==== Working data
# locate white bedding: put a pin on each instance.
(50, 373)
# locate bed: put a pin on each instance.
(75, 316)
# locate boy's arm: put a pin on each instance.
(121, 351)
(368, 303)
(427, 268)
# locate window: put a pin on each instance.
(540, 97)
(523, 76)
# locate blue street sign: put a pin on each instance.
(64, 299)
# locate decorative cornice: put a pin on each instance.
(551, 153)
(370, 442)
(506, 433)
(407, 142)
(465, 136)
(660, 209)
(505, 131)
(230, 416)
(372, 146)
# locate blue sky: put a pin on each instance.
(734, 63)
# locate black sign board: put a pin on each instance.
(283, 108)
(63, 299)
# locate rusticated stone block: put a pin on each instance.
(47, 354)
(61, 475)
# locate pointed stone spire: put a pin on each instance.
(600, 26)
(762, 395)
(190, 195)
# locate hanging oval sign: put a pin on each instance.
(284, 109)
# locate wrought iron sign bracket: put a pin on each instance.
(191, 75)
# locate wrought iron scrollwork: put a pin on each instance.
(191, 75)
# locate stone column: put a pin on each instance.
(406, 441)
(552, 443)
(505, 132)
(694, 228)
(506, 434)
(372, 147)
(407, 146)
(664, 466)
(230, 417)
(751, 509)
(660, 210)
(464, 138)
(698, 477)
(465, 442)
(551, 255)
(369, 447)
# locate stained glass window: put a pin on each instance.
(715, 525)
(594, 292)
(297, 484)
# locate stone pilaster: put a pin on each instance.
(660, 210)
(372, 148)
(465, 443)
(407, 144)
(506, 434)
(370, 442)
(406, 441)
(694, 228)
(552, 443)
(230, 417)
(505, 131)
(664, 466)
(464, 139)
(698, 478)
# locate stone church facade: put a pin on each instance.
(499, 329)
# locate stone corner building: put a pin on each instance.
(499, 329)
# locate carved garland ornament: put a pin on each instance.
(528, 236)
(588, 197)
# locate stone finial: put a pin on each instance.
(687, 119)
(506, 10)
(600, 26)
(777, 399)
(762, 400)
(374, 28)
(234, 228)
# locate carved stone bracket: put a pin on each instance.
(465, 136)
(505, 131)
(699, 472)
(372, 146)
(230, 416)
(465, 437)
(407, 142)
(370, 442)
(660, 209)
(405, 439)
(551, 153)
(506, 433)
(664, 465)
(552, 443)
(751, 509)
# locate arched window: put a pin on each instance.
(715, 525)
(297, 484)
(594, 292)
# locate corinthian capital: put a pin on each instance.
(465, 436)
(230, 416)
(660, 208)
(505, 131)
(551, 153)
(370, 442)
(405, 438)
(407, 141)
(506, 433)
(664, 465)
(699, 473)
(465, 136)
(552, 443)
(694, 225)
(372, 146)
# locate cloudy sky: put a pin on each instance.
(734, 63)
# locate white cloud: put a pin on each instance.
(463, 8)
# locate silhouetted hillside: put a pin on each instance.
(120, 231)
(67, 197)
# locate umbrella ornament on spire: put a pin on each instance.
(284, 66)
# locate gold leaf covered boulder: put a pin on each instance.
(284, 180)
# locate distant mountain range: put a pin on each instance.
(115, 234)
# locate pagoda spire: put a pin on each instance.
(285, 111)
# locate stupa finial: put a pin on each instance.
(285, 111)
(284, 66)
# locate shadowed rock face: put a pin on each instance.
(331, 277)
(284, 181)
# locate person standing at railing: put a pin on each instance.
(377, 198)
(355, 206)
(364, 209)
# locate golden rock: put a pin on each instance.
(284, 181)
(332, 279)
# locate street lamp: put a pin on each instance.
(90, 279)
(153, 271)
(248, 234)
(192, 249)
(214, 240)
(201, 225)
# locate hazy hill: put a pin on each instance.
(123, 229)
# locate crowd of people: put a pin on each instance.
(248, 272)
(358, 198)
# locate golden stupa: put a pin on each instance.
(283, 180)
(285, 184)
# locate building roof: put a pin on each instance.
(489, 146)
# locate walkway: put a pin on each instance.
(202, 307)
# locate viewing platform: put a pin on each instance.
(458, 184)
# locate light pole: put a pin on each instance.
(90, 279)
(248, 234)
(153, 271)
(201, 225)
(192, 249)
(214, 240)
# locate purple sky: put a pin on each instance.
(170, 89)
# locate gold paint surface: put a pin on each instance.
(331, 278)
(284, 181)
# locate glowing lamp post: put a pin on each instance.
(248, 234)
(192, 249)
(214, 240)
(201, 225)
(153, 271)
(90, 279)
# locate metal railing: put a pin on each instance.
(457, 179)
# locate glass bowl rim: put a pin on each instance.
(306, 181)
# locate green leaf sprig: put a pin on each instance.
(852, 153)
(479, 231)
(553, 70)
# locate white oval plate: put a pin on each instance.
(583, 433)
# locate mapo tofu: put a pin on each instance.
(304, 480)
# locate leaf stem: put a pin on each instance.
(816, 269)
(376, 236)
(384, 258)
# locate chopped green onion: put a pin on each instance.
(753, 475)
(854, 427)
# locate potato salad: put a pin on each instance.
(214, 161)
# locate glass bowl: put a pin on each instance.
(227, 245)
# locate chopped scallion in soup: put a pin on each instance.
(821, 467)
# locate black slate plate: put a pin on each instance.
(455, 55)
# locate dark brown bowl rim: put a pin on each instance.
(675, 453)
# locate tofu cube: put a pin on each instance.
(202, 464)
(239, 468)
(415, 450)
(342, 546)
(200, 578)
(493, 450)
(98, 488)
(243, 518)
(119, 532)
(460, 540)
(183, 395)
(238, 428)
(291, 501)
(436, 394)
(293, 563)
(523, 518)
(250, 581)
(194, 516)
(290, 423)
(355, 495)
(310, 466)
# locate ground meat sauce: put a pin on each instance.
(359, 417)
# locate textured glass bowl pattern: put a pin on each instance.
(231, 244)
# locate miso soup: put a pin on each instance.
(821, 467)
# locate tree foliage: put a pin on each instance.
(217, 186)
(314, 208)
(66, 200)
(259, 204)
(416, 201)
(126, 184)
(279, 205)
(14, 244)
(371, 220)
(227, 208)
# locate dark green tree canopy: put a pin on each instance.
========
Quote, word for word, every line starting at the one that contains "# locate building" and ending with the final line of the entries.

Solution to this problem →
# locate building roof: put a pin on each instance.
(489, 146)
# locate walkway: put a pin on each instance.
(202, 307)
# locate viewing platform: put a pin on each instance.
(458, 184)
# locate light pole: put a pin on each instance.
(90, 279)
(248, 234)
(153, 271)
(201, 225)
(192, 249)
(214, 240)
# locate purple sky: put a pin on each instance.
(170, 89)
# locate gold paint surface: put a pin on each instance.
(331, 278)
(284, 181)
# locate glowing lamp post: put a pin on each instance.
(248, 234)
(192, 249)
(214, 240)
(201, 225)
(153, 271)
(90, 279)
# locate metal railing: put a pin on each instance.
(457, 179)
# locate glass bowl rim: put a pin on each instance.
(306, 181)
# locate green leaf sprig: put a pin on each instance.
(852, 153)
(479, 231)
(553, 70)
# locate white oval plate: put a pin on each instance.
(583, 433)
# locate mapo tofu: put a pin on each instance.
(304, 480)
# locate leaf stem: put a pin on each instance.
(816, 269)
(376, 236)
(384, 258)
# locate chopped green onion: put a pin on each instance.
(753, 475)
(854, 427)
# locate potato salad: put a pin on each instance.
(214, 161)
# locate glass bowl: put a pin on each instance.
(227, 245)
# locate chopped scallion in soup: put a pin on each instance.
(821, 467)
# locate black slate plate: put a pin on each instance.
(455, 55)
# locate dark brown bowl rim: put a pin on each instance.
(675, 453)
# locate tofu cube: put a pin on each instance.
(202, 464)
(239, 468)
(415, 450)
(342, 546)
(200, 578)
(493, 450)
(98, 488)
(243, 518)
(119, 532)
(460, 540)
(183, 395)
(238, 428)
(291, 501)
(436, 394)
(293, 563)
(523, 518)
(250, 581)
(194, 516)
(290, 423)
(355, 495)
(310, 466)
# locate ground meat sauce: put a pin on each instance.
(359, 417)
# locate textured glass bowl pattern: put a pin on each instance.
(231, 244)
# locate miso soup: put a pin on each instance.
(821, 467)
# locate tree foliage: put a pin on each instance.
(217, 186)
(314, 208)
(66, 200)
(259, 204)
(416, 201)
(126, 184)
(279, 205)
(14, 244)
(371, 220)
(227, 208)
# locate dark green tree canopy: put a pin on each instance.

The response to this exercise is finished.